Problems and tasks:
• a. Could you shorten the paragraph in the Weibull simulation post that begins "I wonder if it wouldn't be much easier" while keeping its main facts?
• b. Can you carry the Weibull simulation post forward from its last sentence, writing more of the post itself rather than anything about the data?

Selection:
+++++

How to assign reasonable scale parameters to randomly generated intercepts for the Weibull distribution?

Question

This is a follow-on to post Correctly simulating an extreme value distribution for survival analysis?, as I work towards adaptation of that code to the Weibull distribution. In the below code I generate random numbers for $W$ for the Weibull model that takes the form $logT = α + σW$ where $α$ is the linear predictor and $W$ represents a standard minimum extreme value distribution. I generate random numbers for the regression intercept, but I also need reasonable log scale values to go with the randomly generated intercepts to feed into the Weibull survival formula. I assume the variance-covariance matrix (vcov(fit)) from the survreg() function has the necessary information for providing reasonable log scale values. Is the below code a reasonable way to generate the corresponding log scale values?

It makes a very simplistic assumption of linearity. There must be a better way to do this.

I wonder if it wouldn't be much easier to simply use MASS:mvrnorm() to generate both the intercepts and the corresponding log scale values, but unless I am mistaken my code below should generate a desired wider dispersion of outcomes via its use of log(rexp(...)) in the simFx function.

+++++

Data provided:
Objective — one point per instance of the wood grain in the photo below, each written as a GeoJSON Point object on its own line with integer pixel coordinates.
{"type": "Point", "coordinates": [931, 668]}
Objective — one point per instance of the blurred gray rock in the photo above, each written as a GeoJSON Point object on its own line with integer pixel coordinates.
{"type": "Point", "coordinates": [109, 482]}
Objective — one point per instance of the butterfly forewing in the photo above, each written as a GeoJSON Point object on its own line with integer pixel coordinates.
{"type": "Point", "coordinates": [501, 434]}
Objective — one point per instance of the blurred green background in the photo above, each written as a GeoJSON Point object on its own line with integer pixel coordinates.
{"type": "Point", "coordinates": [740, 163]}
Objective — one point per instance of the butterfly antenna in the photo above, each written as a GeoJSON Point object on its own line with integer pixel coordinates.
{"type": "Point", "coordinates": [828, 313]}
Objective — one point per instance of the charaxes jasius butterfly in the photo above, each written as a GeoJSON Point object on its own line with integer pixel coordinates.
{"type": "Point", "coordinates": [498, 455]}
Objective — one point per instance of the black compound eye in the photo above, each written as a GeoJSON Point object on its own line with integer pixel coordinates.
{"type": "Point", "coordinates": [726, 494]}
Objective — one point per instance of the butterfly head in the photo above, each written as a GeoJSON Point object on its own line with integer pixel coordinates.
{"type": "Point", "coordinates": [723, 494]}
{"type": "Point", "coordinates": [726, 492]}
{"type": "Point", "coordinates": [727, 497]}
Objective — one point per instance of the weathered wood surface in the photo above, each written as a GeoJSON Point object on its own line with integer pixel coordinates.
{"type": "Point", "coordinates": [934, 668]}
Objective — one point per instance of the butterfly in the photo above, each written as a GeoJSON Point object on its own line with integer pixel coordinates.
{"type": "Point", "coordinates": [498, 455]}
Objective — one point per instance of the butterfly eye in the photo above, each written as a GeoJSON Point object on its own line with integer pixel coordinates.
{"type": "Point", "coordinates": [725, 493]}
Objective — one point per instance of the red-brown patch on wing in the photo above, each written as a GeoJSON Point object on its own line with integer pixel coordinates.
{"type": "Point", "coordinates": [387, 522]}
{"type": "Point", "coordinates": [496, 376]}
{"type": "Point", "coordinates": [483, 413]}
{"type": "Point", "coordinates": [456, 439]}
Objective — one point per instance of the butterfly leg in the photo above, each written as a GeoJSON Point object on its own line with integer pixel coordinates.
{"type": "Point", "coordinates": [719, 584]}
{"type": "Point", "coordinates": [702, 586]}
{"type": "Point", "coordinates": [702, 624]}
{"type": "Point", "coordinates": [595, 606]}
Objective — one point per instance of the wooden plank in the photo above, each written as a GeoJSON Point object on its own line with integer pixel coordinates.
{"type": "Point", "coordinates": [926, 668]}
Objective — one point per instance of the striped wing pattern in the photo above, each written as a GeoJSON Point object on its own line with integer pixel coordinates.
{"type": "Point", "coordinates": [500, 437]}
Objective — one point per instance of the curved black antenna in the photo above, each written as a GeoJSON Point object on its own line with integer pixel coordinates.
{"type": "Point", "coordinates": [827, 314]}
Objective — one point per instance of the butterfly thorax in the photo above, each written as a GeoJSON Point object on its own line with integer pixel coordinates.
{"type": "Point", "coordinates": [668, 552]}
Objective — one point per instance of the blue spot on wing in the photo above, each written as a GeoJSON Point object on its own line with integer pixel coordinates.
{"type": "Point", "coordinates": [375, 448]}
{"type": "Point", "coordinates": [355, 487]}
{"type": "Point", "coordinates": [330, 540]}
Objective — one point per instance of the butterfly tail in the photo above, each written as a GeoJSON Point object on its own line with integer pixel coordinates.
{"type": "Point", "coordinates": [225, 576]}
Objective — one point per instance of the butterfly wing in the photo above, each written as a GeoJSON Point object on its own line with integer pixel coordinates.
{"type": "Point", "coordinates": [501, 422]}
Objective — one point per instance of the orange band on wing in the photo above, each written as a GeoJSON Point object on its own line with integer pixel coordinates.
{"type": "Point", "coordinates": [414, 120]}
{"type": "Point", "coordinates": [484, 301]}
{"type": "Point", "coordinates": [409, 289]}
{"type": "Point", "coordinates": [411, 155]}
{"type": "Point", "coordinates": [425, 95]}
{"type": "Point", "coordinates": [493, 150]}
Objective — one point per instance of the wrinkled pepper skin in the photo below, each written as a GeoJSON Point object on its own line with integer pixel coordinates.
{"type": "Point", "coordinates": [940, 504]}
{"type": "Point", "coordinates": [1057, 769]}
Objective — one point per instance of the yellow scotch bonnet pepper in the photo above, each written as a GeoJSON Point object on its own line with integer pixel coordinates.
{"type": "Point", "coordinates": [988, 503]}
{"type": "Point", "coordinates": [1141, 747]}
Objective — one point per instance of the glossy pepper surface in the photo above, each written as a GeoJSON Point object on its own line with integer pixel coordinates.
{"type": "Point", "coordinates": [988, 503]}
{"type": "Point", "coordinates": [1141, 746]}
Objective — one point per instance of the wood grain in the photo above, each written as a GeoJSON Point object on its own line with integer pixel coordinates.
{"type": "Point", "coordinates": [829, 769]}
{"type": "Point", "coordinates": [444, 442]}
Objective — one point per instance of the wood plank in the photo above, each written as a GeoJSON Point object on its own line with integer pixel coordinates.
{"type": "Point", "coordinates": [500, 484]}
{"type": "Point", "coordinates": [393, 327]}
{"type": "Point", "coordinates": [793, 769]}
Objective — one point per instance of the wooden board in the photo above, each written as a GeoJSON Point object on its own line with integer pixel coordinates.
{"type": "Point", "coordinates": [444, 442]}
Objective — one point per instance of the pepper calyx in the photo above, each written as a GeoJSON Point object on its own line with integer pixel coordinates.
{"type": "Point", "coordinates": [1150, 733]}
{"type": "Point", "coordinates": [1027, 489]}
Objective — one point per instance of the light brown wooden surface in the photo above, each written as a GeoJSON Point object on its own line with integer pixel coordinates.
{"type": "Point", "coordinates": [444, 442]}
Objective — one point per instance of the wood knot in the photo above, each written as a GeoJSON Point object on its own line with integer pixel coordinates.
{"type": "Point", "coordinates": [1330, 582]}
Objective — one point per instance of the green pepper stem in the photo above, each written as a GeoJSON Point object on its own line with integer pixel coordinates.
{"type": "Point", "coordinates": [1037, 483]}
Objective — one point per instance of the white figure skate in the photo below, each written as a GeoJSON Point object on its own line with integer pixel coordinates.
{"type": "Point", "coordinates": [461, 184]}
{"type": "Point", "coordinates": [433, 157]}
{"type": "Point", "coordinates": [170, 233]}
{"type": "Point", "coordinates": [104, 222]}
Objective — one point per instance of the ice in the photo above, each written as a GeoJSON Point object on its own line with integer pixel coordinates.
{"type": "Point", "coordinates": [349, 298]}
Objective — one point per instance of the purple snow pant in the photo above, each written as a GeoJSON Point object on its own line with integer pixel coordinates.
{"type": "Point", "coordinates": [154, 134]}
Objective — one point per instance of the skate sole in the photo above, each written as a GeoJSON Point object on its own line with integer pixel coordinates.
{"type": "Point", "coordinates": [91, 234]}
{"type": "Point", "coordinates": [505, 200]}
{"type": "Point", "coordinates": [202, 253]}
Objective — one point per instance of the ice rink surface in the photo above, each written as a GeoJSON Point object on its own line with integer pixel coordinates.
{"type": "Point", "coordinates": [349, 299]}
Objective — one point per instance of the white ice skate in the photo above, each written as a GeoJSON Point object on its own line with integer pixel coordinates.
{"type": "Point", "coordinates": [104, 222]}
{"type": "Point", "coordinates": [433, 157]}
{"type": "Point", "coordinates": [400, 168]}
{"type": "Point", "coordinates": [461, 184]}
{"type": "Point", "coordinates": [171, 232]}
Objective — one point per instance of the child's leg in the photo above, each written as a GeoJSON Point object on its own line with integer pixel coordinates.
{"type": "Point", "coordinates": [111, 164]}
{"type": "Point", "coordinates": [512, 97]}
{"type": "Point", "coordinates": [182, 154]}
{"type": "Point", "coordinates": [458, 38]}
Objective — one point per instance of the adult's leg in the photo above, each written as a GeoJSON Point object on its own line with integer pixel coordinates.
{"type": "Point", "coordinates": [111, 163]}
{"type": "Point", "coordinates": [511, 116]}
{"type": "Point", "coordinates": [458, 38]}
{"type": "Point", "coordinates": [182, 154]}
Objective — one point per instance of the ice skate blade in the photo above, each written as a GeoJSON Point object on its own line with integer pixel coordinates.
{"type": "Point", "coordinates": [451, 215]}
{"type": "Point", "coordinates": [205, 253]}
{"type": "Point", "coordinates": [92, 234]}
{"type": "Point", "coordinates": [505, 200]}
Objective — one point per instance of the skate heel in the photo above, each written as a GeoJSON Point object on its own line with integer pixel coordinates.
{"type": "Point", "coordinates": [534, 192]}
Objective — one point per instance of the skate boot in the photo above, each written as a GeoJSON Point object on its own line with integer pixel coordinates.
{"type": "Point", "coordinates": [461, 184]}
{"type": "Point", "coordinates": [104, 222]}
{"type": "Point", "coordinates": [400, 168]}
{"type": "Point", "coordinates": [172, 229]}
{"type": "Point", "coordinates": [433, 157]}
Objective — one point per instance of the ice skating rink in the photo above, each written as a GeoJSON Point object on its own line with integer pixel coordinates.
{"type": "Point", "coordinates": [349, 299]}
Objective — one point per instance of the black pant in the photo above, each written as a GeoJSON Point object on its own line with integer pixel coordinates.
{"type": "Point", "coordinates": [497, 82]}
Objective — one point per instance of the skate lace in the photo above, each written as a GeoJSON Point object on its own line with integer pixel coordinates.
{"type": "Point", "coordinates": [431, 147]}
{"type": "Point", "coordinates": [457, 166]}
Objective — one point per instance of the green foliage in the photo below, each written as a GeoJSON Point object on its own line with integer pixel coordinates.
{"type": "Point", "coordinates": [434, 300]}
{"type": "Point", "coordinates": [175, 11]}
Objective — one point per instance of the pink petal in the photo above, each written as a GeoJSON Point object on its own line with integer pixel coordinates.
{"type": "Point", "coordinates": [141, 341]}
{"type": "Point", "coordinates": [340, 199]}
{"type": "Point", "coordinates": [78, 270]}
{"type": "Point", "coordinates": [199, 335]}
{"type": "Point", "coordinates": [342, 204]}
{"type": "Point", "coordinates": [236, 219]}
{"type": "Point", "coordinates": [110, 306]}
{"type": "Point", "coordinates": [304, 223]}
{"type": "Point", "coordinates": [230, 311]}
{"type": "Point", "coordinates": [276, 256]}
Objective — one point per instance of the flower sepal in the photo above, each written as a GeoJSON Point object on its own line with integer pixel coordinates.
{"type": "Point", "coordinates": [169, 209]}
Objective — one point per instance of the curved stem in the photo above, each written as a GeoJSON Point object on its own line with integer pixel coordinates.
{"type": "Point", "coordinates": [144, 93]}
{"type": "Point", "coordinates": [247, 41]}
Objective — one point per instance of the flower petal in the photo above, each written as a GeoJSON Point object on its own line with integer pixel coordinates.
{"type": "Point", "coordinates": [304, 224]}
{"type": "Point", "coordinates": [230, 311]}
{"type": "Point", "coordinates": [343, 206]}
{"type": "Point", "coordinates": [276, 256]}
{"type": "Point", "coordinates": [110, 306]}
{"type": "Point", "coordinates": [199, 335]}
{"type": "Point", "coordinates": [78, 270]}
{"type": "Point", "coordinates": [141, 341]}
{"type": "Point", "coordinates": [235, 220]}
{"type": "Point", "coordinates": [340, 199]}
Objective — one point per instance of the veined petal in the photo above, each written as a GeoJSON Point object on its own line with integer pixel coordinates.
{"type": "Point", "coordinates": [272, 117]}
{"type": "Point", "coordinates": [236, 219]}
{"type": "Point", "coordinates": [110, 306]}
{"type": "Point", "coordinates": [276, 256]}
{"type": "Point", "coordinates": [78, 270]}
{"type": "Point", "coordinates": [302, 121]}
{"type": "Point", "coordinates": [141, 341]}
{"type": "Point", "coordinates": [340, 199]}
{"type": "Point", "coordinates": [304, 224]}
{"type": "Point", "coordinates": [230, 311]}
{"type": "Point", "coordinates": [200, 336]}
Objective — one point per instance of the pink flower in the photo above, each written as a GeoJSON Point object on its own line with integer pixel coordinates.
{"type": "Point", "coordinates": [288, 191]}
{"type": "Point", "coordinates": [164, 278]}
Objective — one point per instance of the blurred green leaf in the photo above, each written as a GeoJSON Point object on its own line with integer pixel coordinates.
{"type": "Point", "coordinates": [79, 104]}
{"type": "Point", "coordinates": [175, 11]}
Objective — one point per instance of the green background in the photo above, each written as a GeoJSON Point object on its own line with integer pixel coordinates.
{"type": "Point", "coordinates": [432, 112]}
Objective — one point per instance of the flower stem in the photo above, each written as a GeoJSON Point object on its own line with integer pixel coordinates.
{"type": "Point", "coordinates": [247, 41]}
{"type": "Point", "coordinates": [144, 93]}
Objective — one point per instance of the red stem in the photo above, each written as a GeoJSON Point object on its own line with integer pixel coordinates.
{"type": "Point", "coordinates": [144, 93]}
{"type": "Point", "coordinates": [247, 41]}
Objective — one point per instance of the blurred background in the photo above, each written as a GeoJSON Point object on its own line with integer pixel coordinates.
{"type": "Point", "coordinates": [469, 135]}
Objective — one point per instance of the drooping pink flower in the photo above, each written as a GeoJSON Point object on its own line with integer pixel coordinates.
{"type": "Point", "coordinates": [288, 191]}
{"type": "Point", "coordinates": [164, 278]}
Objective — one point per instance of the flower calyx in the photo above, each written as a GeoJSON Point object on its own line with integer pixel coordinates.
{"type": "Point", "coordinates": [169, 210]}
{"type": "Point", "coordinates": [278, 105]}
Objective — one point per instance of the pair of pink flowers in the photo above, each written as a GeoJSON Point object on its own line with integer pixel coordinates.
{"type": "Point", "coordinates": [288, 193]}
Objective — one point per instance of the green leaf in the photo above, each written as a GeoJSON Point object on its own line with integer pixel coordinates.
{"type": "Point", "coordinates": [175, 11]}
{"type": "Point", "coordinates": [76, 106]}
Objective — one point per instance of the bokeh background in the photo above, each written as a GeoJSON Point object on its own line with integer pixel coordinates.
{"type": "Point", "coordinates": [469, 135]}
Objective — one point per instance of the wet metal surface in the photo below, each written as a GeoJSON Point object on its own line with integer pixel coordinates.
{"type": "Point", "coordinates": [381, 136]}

+++++

Outputs by task:
• a. Generating both the intercepts and their log scale values with MASS:mvrnorm() might be simpler. Unless I'm mistaken, though, my code should give the desired wider dispersion of outcomes through its use of log(rexp(...)) in the simFx function.

• b.
Code:

library(survival)
fit <- survreg(Surv(time, status) ~ 1, data = lung, dist = "weibull")
fitCoef <- fit$icoef[1] # extract intercept value from fit
vcov_mat <- vcov(fit)
Function to generate W value from extreme value distribution
simFx <- function(){
  W <- log(rexp(50)) 
  fitW <- survreg(Surv(exp(W))~1,dist="exponential")
  params <- fitCoef + fitW$icoef
  return(params)
}
r.intercept <- simFX() # assign random value to object
Calculate the corresponding random log scale value
r.log_scale <- fit$icoef[2]+sqrt(vcov_mat[2, 2])*(r.intercept-fit$icoef[1])/sqrt(vcov_mat[1,1])
print(paste("Random Intercept:", r.intercept))
print(paste("Random Log Scale:", r.log_scale))

EDIT 1:

Below is my attempt to simulate the uncertainty of $W$-only (no simulation of $β_0$ I don't think) representing a standard minimum extreme value distribution, for a Weibull model. Repeatedly click the last line of code to add simulation lines. Plot image below shows 10 simulations. Trying to keep the code as simple as possible! Running more iterations shows more dispersion than in my other posts where I simulate $β_0$-only). Also note the plot image (10 simulations) and code further below that the Weibull code below was adapted from, for the exponential model which I believe is correct.

Code for Weibull model:

library(survival)
time <- seq(0, 1000, by = 1)
fit <- survreg(Surv(time, status) ~ 1, data = lung, dist = "weibull")
fitCoef <- fit$icoef
weibCurve <- function(time, survregCoefs) {
  exp(-(time/exp(survregCoefs[1]))^exp(-survregCoefs[2]))
}
survival <- weibCurve(time, fitCoef)
Generate random distribution parameter estimates for simulations
simFX <- function(){
  W <- log(rexp(100)) 
  fitW <- survreg(Surv(exp(W))~1,dist="weibull")
  params <- fitCoef + fitW$icoef
  return(weibCurve(time, params))
}
plot(time,survival,type="n",xlab="Time",ylab="Survival Probability", 
     main="Lung Survival (Weibull) by sampling from W extreme-value distribution")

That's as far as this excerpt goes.